Objective: Write out all the items below again, swapping every "drop a marker" for "place a dot" and leaving everything else unchanged. Leave the pictures out of your answer.

-- START OF Available data --

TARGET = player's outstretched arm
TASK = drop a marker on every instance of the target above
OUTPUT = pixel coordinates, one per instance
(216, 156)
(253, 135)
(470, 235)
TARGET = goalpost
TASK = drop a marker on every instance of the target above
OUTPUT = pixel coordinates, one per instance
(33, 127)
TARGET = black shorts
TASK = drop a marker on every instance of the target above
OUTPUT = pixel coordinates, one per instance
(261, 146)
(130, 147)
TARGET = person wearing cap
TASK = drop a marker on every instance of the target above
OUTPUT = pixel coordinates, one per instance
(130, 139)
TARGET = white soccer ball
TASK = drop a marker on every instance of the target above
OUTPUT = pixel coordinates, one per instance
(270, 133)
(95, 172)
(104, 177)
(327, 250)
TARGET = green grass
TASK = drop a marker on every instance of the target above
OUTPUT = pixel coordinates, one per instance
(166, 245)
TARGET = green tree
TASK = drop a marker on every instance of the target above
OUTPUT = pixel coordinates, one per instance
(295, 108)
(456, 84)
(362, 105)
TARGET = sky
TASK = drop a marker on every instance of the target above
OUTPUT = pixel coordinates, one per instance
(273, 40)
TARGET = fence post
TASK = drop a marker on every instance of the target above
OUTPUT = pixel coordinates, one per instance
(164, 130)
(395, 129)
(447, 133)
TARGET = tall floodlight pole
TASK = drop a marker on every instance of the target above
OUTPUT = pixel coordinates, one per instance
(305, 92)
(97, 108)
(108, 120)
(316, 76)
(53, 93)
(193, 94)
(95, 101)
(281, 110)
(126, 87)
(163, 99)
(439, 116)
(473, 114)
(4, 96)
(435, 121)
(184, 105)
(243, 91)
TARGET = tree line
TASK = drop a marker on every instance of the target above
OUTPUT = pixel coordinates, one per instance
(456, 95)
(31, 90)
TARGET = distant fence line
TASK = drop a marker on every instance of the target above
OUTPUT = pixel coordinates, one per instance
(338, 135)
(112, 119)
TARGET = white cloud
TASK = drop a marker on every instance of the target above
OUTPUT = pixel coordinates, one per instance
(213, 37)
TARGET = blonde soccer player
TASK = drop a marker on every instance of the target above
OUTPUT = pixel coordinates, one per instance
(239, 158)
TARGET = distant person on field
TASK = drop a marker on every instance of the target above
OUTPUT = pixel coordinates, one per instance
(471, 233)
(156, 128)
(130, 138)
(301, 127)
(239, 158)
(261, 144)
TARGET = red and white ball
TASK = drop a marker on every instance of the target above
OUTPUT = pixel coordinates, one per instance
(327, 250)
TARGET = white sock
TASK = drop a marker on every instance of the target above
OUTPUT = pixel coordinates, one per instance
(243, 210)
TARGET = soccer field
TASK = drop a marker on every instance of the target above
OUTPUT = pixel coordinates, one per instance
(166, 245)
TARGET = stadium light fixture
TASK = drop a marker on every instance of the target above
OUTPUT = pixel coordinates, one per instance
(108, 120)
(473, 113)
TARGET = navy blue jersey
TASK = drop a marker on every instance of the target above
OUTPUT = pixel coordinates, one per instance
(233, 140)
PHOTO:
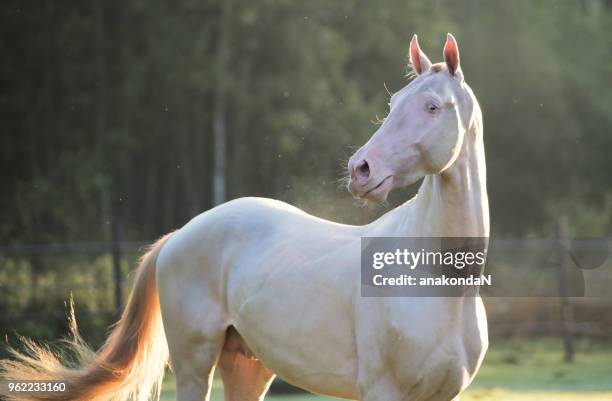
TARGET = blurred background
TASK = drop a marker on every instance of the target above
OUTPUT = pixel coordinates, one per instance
(121, 120)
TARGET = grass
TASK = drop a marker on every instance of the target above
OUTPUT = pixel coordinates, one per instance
(514, 370)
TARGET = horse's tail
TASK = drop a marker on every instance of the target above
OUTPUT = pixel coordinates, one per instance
(130, 364)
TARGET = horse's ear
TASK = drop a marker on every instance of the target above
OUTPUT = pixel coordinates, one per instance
(418, 59)
(451, 56)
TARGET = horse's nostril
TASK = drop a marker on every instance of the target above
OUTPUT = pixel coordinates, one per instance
(363, 170)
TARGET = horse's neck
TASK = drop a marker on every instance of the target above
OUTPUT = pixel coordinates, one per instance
(451, 204)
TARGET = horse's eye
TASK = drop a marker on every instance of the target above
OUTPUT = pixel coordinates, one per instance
(432, 108)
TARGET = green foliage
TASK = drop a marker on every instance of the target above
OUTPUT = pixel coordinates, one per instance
(107, 108)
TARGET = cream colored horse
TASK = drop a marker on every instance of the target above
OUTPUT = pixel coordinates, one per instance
(257, 287)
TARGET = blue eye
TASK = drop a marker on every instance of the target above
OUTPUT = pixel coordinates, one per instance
(432, 108)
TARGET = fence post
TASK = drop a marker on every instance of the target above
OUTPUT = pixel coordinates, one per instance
(116, 255)
(566, 309)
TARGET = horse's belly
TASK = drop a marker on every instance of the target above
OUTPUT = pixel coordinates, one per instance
(302, 334)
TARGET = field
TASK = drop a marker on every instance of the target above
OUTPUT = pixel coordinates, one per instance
(515, 370)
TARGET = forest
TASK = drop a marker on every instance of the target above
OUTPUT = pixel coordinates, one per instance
(145, 114)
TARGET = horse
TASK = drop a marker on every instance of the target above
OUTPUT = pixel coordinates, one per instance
(258, 288)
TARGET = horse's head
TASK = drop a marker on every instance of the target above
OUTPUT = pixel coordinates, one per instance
(423, 132)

-- END OF Available data --

Expected answer:
TARGET = player's outstretched arm
TASK = place a dot on every instance of the target above
OUTPUT = pixel coordinates, one per instance
(216, 156)
(253, 135)
(470, 235)
TARGET = goalpost
TASK = place a dot on every instance of the target above
OUTPUT = pixel coordinates, one per instance
(33, 127)
TARGET = black shorts
TASK = place a dot on every instance of the target above
OUTPUT = pixel coordinates, one per instance
(261, 146)
(130, 147)
TARGET = person wearing cap
TASK = place a dot on every instance of the target above
OUTPUT = pixel coordinates, one per instance
(130, 139)
TARGET = white soccer ball
TASK = place a dot on every instance of the target above
OUTPUT = pixel coordinates, one per instance
(270, 133)
(95, 172)
(104, 177)
(327, 250)
TARGET = green grass
TASK = place a dot on every instance of the target above
OUTPUT = pixel coordinates, one per instance
(166, 245)
TARGET = green tree
TASK = place a dot on every instance of the target above
OUTPUT = pixel coordinates, one per instance
(295, 108)
(456, 84)
(362, 105)
TARGET = sky
TASK = place a dot on every instance of the target above
OUTPUT = pixel coordinates, one per instance
(273, 40)
TARGET = fence post
TASK = place a dot on every instance of the target above
OUTPUT = pixel coordinates, one per instance
(164, 130)
(395, 129)
(447, 133)
TARGET = tall floodlight pole
TASK = place a dot on every instance of the target above
OUTPUT = pixel coordinates, one per instance
(305, 92)
(97, 108)
(108, 120)
(316, 76)
(53, 93)
(193, 94)
(95, 101)
(281, 110)
(126, 87)
(163, 99)
(439, 116)
(473, 114)
(4, 96)
(435, 121)
(184, 105)
(243, 91)
TARGET = tree line
TASK = place a dot on every instance of the target above
OUTPUT = pixel coordinates, one per instance
(456, 95)
(31, 90)
TARGET = distant fence line
TASK = place a dot on every instance of the target above
OUTPUT = pixel coordinates, one per instance
(338, 135)
(112, 119)
TARGET = white cloud
TASK = place a dot on every instance of the target above
OUTPUT = pixel coordinates, one per instance
(213, 37)
TARGET = blonde soccer player
TASK = place a dot on every instance of the target above
OUTPUT = pixel coordinates, one per instance
(239, 158)
TARGET = distant person on field
TASK = place a dot on every instance of the target above
OUTPUT = pixel coordinates, one per instance
(471, 233)
(156, 128)
(130, 138)
(301, 127)
(239, 158)
(261, 144)
TARGET = red and white ball
TASK = place a dot on every instance of the target above
OUTPUT = pixel coordinates, one per instance
(327, 250)
TARGET = white sock
TASK = place a dot on every instance of the target above
OUTPUT = pixel coordinates, one per instance
(243, 210)
TARGET = soccer field
TASK = place a dot on every instance of the target above
OUTPUT = pixel coordinates, one per instance
(166, 245)
TARGET = stadium light fixture
TASK = place a dot on every instance of the target above
OUTPUT = pixel coordinates, one per instance
(108, 120)
(473, 113)
TARGET = navy blue jersey
TASK = place a dot on every instance of the target above
OUTPUT = pixel coordinates, one per instance
(233, 140)
PHOTO:
TARGET = blurred background
TASK = place a dot on every instance of the target above
OUTPUT = pixel coordinates, one per instance
(121, 120)
TARGET = grass
TASK = place a dot on every instance of the target above
OUTPUT = pixel coordinates, one per instance
(514, 370)
TARGET = horse's tail
TASK = place a dot on every instance of the target above
OUTPUT = pixel coordinates, one per instance
(130, 364)
TARGET = horse's ear
TASK = place a dot on every instance of the target above
OUTPUT = pixel coordinates, one per instance
(418, 59)
(451, 56)
TARGET = horse's nostril
TASK = place a dot on every instance of the target above
OUTPUT = pixel coordinates, one per instance
(363, 170)
TARGET = horse's neck
TASK = place a dot on every instance of the target above
OUTPUT = pixel coordinates, one per instance
(451, 204)
TARGET = horse's eye
TASK = place a dot on every instance of the target above
OUTPUT = pixel coordinates, one per instance
(432, 108)
TARGET = green foliage
TASK = place a dot on every instance of the target above
OUTPUT = pixel coordinates, one per instance
(107, 108)
TARGET = cream colored horse
TASK = place a dot on every instance of the target above
OUTPUT = pixel coordinates, one per instance
(257, 287)
TARGET = blue eye
TASK = place a dot on every instance of the target above
OUTPUT = pixel coordinates, one per instance
(432, 108)
TARGET = fence post
TASK = place a dot on every instance of the target above
OUTPUT = pixel coordinates, one per instance
(116, 255)
(566, 309)
TARGET = horse's belly
TASK = place a dot on every instance of the target above
OUTPUT = pixel coordinates, one per instance
(302, 334)
TARGET = field
TASK = place a dot on every instance of the target above
OUTPUT = pixel coordinates, one per instance
(515, 370)
TARGET = forest
TASK = place a dot on every instance of the target above
OUTPUT = pixel coordinates, one per instance
(145, 114)
TARGET = horse
TASK = place a dot on every instance of the target above
OUTPUT = pixel coordinates, one per instance
(258, 288)
TARGET = horse's head
TASK = place a dot on every instance of the target above
OUTPUT = pixel coordinates, one per instance
(423, 132)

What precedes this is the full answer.